Data to process
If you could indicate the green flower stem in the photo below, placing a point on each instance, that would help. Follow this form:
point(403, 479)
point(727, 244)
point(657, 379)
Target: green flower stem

Directions
Print the listing above line for line, with no changes.

The response
If you could indicate the green flower stem in the photo below, placing a point on each instance, that would help. Follow this form:
point(403, 479)
point(727, 244)
point(657, 379)
Target: green flower stem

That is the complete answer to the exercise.